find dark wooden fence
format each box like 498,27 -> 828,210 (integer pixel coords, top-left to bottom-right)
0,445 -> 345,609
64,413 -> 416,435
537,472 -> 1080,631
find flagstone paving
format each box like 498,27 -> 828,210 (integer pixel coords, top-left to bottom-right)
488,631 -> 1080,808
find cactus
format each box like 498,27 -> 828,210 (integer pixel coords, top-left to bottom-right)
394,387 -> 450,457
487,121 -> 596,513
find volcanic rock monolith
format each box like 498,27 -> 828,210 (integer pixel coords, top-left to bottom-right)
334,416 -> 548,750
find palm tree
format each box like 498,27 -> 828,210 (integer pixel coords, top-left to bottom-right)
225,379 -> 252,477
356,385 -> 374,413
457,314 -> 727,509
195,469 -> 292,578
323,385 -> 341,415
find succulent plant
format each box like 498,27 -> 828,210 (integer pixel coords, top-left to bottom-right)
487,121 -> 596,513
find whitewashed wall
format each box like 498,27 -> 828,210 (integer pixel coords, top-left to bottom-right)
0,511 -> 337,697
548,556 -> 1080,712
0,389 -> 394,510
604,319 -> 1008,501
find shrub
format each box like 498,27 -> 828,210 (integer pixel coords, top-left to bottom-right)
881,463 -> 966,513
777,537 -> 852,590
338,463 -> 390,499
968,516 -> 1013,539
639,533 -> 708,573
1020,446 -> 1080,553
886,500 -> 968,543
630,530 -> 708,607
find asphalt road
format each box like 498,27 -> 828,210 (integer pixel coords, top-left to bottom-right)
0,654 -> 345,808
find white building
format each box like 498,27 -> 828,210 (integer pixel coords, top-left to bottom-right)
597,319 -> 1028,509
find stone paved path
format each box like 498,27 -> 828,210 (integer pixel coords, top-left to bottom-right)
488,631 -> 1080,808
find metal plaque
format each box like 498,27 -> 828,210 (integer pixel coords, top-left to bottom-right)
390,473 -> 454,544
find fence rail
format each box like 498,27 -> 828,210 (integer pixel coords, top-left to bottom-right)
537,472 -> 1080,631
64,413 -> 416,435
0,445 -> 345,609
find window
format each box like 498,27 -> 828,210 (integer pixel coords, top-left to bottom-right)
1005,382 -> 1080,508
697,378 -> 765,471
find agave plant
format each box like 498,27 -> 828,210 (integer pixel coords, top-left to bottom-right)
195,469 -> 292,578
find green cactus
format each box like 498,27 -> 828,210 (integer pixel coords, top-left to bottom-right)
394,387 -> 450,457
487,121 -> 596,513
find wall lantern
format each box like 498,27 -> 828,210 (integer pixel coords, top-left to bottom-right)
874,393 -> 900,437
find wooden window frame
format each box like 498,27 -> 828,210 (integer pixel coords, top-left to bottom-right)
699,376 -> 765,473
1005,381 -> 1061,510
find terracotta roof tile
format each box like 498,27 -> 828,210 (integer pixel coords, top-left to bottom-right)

──────────────────────────────

Reproduce all of the items above word for word, keeping every line in its original order.

## Task answer
find dark wooden fence
format each box like 498,27 -> 828,210 (integer pixel coords, top-left to bottom-right)
0,445 -> 345,609
64,413 -> 416,435
537,472 -> 1080,631
find flagstone paving
format each box like 498,27 -> 828,210 (integer pixel coords, top-left to bottom-right)
488,631 -> 1080,808
find cactus
format each box like 498,27 -> 828,210 (integer pixel coords, top-left to bottom-right)
394,387 -> 450,457
487,121 -> 596,513
find volcanic rock monolith
format each box like 498,27 -> 828,210 (integer pixel coords, top-left to bottom-right)
334,416 -> 548,750
find palm tree
format each box like 498,27 -> 828,210 (integer pixel coords, top-left to bottom-right)
225,379 -> 252,477
356,385 -> 374,413
457,314 -> 727,509
195,469 -> 292,578
323,385 -> 341,415
find succulent plant
format each box like 498,27 -> 828,210 (integer pixel coords, top-left to bottom-right)
487,121 -> 596,513
find whitewashed wall
format each box like 498,27 -> 828,210 (integer pixel coords, top-left to bottom-right)
0,511 -> 337,697
548,556 -> 1080,712
0,389 -> 394,510
604,319 -> 1008,501
find shrub
format each box like 498,27 -> 828,210 (integer pixel coords, top-left to bottom-right)
881,463 -> 966,513
777,537 -> 852,590
338,463 -> 390,499
968,516 -> 1013,539
639,533 -> 708,573
1020,446 -> 1080,553
886,500 -> 968,543
630,530 -> 708,607
find asphalt road
format each box like 498,27 -> 828,210 (integer pixel coords, top-left to bottom-right)
0,654 -> 345,808
find white building
format each box like 498,27 -> 828,210 (integer pixel coords, top-left to bottom-right)
597,319 -> 1028,509
find stone paved path
format each box like 498,27 -> 828,210 (integer pixel coords, top-left to bottom-right)
488,631 -> 1080,808
find metal plaque
format each box like 498,27 -> 828,210 (integer pixel coords, top-left to bottom-right)
390,473 -> 454,544
find fence rail
format each box like 498,27 -> 828,210 (integer pixel coords, top-left to bottom-right)
537,472 -> 1080,631
64,413 -> 416,435
0,445 -> 345,609
find window
format each box like 498,27 -> 828,210 (integer pixel coords, top-left to bottom-right)
1005,382 -> 1080,508
697,378 -> 765,471
find agave plant
format each box like 498,27 -> 828,210 (integer pixel coords, top-left to bottom-right)
195,469 -> 292,578
find green cactus
format each box like 498,27 -> 828,210 (integer pixel coords, top-left to bottom-right)
394,387 -> 450,457
487,121 -> 596,513
find wall lantern
format each box like 498,27 -> 828,210 (integer pixel coords, top-left to bottom-right)
874,393 -> 900,437
find wooden window frame
format each box like 498,27 -> 828,210 (integer pixel coords, top-left to bottom-right)
699,376 -> 765,473
1005,381 -> 1061,510
find terracotta roof tile
format each box like 498,27 -> 828,210 (integer pixel coords, top-left to bottom-right)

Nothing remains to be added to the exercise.